====== Dataset excerpts ======

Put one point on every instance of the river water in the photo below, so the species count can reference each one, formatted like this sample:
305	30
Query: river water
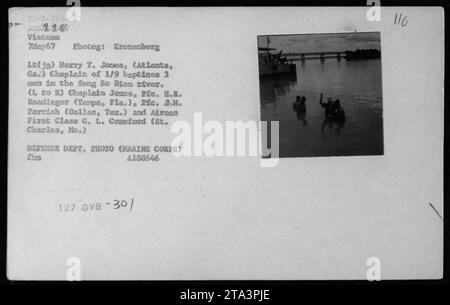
358	86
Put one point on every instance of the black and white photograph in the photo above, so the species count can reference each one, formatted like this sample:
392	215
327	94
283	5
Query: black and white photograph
326	92
224	154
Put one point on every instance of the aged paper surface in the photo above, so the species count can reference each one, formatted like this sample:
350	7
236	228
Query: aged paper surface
97	188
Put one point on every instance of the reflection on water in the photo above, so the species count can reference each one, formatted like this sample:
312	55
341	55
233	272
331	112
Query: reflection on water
357	84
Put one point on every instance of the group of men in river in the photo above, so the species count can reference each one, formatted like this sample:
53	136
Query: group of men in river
333	109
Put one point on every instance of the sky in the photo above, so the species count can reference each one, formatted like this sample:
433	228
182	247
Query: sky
322	42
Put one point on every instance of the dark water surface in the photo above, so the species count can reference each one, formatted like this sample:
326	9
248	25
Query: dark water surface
357	84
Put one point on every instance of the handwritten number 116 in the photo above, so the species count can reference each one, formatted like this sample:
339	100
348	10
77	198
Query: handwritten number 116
400	19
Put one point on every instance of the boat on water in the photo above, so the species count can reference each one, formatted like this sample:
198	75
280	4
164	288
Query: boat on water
273	63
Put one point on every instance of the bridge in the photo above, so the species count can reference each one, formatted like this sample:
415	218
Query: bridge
315	55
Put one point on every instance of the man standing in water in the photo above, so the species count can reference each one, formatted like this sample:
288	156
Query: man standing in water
330	108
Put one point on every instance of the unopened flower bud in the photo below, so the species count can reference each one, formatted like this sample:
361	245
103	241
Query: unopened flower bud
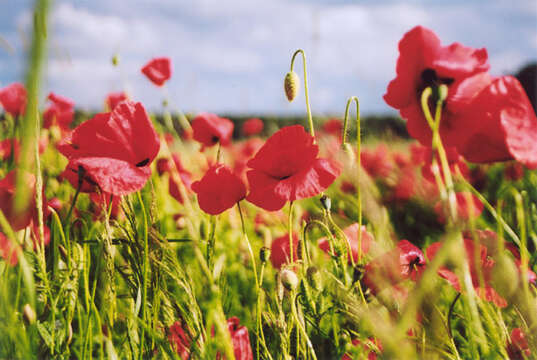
314	278
291	85
289	279
326	202
264	254
441	92
279	287
29	314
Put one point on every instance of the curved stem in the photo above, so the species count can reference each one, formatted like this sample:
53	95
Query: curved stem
306	94
359	164
144	276
290	231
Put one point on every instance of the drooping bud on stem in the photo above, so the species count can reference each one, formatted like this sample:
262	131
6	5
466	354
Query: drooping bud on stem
314	278
289	279
326	202
291	85
264	254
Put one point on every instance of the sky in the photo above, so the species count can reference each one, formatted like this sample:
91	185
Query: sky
231	56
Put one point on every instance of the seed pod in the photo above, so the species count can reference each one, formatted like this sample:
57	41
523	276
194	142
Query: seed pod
314	278
264	254
326	202
289	279
291	85
279	287
29	314
442	92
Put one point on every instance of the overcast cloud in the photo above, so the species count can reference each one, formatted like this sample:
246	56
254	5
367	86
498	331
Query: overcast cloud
231	56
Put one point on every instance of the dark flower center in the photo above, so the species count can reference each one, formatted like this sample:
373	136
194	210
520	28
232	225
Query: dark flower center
429	78
144	162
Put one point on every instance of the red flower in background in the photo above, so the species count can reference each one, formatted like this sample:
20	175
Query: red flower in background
7	147
484	266
351	232
514	171
372	353
405	261
13	99
60	111
240	339
279	250
18	221
8	250
502	125
252	126
286	168
424	62
158	70
209	129
112	151
517	347
113	99
219	190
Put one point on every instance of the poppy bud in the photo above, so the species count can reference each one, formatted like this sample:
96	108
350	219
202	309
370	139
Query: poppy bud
289	279
291	85
279	287
314	278
29	314
326	202
264	254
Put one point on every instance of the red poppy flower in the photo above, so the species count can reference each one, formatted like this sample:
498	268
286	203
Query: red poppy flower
517	347
60	111
502	125
210	129
514	171
405	261
113	99
158	70
8	251
371	344
377	162
112	151
351	232
219	189
279	250
13	99
240	339
490	240
484	266
7	147
7	200
179	340
424	62
252	127
286	168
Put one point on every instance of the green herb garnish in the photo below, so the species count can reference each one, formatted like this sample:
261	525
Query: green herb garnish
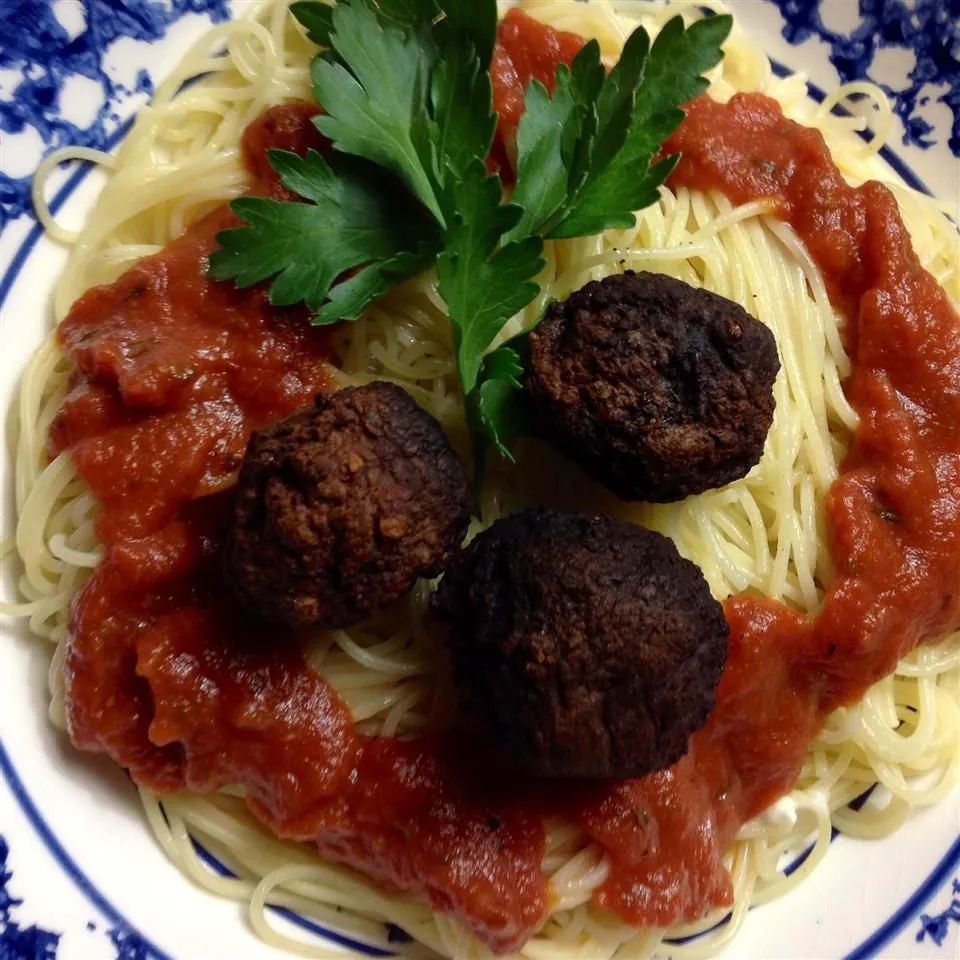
406	90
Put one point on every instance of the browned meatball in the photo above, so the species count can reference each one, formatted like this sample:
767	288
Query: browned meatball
340	508
657	389
585	646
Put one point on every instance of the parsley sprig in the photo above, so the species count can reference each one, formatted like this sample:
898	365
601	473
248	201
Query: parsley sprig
408	105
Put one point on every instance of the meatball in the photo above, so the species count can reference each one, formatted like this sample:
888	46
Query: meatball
585	646
340	508
657	389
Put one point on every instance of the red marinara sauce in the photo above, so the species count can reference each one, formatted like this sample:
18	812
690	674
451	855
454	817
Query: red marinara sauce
165	676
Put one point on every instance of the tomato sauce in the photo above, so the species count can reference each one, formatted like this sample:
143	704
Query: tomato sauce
164	675
526	50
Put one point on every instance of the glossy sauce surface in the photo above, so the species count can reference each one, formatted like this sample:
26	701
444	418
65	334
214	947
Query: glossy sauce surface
167	678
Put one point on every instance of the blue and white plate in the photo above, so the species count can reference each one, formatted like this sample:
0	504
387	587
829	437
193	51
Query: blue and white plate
80	875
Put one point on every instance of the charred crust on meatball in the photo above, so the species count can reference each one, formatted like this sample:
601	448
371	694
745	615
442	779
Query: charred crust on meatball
341	507
582	646
658	389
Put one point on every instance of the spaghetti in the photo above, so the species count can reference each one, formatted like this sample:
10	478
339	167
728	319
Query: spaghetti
763	535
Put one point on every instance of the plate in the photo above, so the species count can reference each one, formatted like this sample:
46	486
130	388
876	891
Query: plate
80	875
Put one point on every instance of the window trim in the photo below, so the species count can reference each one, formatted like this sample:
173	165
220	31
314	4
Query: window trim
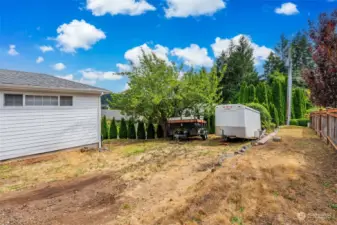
13	106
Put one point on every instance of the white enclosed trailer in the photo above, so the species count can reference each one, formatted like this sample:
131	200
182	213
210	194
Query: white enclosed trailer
237	121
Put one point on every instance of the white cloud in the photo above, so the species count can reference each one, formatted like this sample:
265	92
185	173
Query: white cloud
126	87
82	80
185	8
114	7
193	56
39	59
287	9
133	55
124	67
46	48
59	66
77	34
12	51
261	53
91	74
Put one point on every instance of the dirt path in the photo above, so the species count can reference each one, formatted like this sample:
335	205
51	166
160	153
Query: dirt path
292	182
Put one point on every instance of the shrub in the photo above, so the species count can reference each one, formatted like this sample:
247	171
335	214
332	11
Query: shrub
113	129
303	122
104	128
160	131
131	130
141	131
150	131
294	122
265	116
123	131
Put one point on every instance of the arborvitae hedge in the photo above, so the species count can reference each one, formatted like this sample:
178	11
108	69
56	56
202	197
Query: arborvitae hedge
123	131
151	133
141	131
160	131
131	130
113	129
104	128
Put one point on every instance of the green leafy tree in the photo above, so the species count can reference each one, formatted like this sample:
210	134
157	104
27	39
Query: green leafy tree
151	134
131	130
113	129
123	130
104	128
251	93
141	131
279	100
274	64
274	115
262	93
160	131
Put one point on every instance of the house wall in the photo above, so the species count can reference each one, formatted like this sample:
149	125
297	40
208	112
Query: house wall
28	130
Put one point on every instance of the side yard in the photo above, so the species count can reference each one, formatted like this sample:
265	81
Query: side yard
291	182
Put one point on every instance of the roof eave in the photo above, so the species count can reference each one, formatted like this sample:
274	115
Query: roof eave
50	89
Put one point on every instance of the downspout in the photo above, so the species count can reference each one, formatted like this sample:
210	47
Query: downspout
99	121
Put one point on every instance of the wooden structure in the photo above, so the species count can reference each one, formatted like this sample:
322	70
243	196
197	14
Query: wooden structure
324	122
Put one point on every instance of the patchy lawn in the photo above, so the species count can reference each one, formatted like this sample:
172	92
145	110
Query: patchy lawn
159	182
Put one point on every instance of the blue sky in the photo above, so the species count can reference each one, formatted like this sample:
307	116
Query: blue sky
89	40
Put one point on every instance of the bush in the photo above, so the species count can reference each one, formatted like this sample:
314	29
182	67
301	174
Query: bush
141	131
294	122
150	131
113	129
303	122
131	130
123	131
265	116
104	128
160	131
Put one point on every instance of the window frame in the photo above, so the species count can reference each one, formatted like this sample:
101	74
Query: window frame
11	94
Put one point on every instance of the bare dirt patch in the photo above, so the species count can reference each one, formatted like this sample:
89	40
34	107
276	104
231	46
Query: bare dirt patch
289	182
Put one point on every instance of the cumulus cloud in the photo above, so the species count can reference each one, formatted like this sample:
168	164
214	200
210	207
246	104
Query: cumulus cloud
123	67
261	53
91	74
12	50
193	56
46	48
185	8
76	35
115	7
59	66
288	9
133	55
82	80
39	59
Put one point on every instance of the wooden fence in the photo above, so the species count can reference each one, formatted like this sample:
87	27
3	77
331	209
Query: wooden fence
324	122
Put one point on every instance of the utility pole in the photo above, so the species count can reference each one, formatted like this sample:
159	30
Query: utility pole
290	86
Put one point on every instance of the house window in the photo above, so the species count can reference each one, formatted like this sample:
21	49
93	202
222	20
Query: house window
37	100
13	100
66	101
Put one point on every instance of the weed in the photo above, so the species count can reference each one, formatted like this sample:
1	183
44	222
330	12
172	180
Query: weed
236	220
333	206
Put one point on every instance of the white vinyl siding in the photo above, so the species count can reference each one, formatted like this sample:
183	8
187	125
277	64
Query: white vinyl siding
37	129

======

-- To be done --
Convert the rows, from the line with "Put one point on every instance of the wooden fence" up to and including the last line of the rows, into a Markdown table with the columns No. and Line. Give each line its own number, and skip blank lines.

-- Solution --
| No. | Line |
|---|---|
| 1 | Put one point on every instance of the wooden fence in the photo above, so the species count can reference each one, formatted like this sample: |
| 2 | 87	27 |
| 3 | 3	77 |
| 4 | 331	209 |
| 5 | Query: wooden fence |
| 6 | 324	122 |
| 7 | Put one point on every instance of the utility pole in the photo above, so the species count can reference each one, formatted like this sample: |
| 8 | 159	30 |
| 9 | Query: utility pole |
| 10 | 290	86 |
| 11 | Put one point on every instance of the house window in the photo above, so the species count can reference each one, formatted like this sample: |
| 12 | 21	49 |
| 13 | 93	202 |
| 14 | 222	20 |
| 15 | Query: house window |
| 16 | 37	100 |
| 17 | 13	100 |
| 18 | 66	101 |
| 19 | Put one point on every instance of the weed in the photo above, so the species count can reference each one, formatted like this sample: |
| 20 | 1	183 |
| 21 | 44	222 |
| 22 | 330	12 |
| 23 | 172	180 |
| 24 | Query: weed |
| 25 | 236	220 |
| 26 | 333	206 |
| 27 | Put one point on every instance of the white vinyl siding in the photo above, so the species count can reference each one, formatted like this sample: |
| 28 | 183	8 |
| 29 | 187	125 |
| 30 | 277	64 |
| 31 | Query: white vinyl siding |
| 32 | 37	129 |